### Given passage
Fitch Rates Southern Company's Senior Notes 'A'; Outlook Stable
NEW YORK -- August 22, 2013
Fitch Ratings has assigned its 'A' rating to the Southern Company's issuance
of $500 million series 2013A 2.45% senior notes due Sept. 1, 2018. These notes
are senior, unsecured obligations of Southern Company. The Rating Outlook is
The net proceeds from the offering will be used to repay a portion of Southern
Company's outstanding short-term indebtedness, which totaled approximately
$739 million as of Aug. 20, 2013, and for other general corporate purposes.
KEY RATING DRIVERS:
Southern Company's ratings recognize the relatively stable and predictable
cash generation of its operating subsidiaries and the financial support it
gets from them in the form of dividends for the payment of corporate expenses,
debt service, dividends to common stockholders, and for other business
matters. Southern Company's regulated utility subsidiaries enjoy a relatively
favorable regulatory framework in their service territories and exhibit
limited commodity price risks due to the ability to recover fuel and purchased
power through separate cost trackers.

### Listed entries
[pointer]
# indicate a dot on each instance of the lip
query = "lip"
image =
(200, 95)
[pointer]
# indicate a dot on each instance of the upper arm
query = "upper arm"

### Problems
1. Filter the listing and copy out every line that contains the word "each".
2. Proceed with the Fitch release on Southern Company's senior notes, continuing after its last sentence.

### Responses in order
1.
# indicate a dot on each instance of the lip
# indicate a dot on each instance of the upper arm

2.
Its non-regulated generation subsidiary, Southern Power Company, follows a
conservative business model by signing long-term sale contracts with
creditworthy counterparties and has minimal commodity exposure via recovery of
fuel costs through its power supply contracts. Southern Company provides
equity funding to its subsidiaries for their long-term growth and to optimize
their capital mix within a target range. The Stable Outlook for Southern
Company reflects adequate liquidity, financial flexibility, and easy access to
capital markets during a period of high capital investment.
Regulatory risk has increased for Southern Company's utility subsidiaries
given the ongoing rate proceedings at Georgia Power Company (Georgia Power)
and Gulf Power Company (Gulf Power), and higher regulatory scrutiny of
Mississippi Power Company's (Mississippi Power) cost overruns associated with
the 580 MW Integrated Gasification and Combined Cycle (IGCC) plant at Kemper.
Favorable outcome for Georgia Power's regulatory proceedings will be key to
sustaining Southern Company's current ratings given that it accounts for
approximately 50% of consolidated operating income.
Fitch acknowledges that the downside risk to return on equity (ROE) is high
for Georgia Power given the national trend of declining ROEs. At the same
time, Fitch recognizes the constructive regulatory regime in Georgia and low
commodity prices that provide a favorable backdrop for rate negotiation. The
last rate case outcome for Georgia Power in 2010 was quite constructive, which
enabled the utility to embark on a heavy capex spend with strong credit
metrics. Fitch believes Georgia Public Service Commission (PSC) will continue
to be supportive of the financial health of the utility. Furthermore, the
expected increase under the Nuclear Construction Cost Recovery (NCCR) tariff
of approximately 1% per year through 2017 lowers the overall rate pressure on
Georgia Power's customers.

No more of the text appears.